**Directions for this task:** Print the data below line for line, with nothing altered.

**Information supplied:**
'''

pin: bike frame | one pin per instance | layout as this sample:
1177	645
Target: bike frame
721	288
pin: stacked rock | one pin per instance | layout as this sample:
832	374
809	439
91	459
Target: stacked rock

'''

**Answer for the task:**
pin: bike frame | one pin per instance | layout as this sample:
1177	645
Target: bike frame
721	288
pin: stacked rock | one pin per instance | layout as this sample:
832	374
809	439
91	459
Target: stacked rock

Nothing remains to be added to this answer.